(Work task) Word for word, copy out the data below, omitting pictures.
++++++++++
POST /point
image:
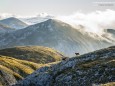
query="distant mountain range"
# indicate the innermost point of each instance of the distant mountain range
(13, 23)
(4, 28)
(54, 34)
++++++++++
(Output)
POST /point
image:
query="distant mountain range"
# indicate the innermost point of each instance of the distant mountain range
(13, 23)
(4, 28)
(54, 34)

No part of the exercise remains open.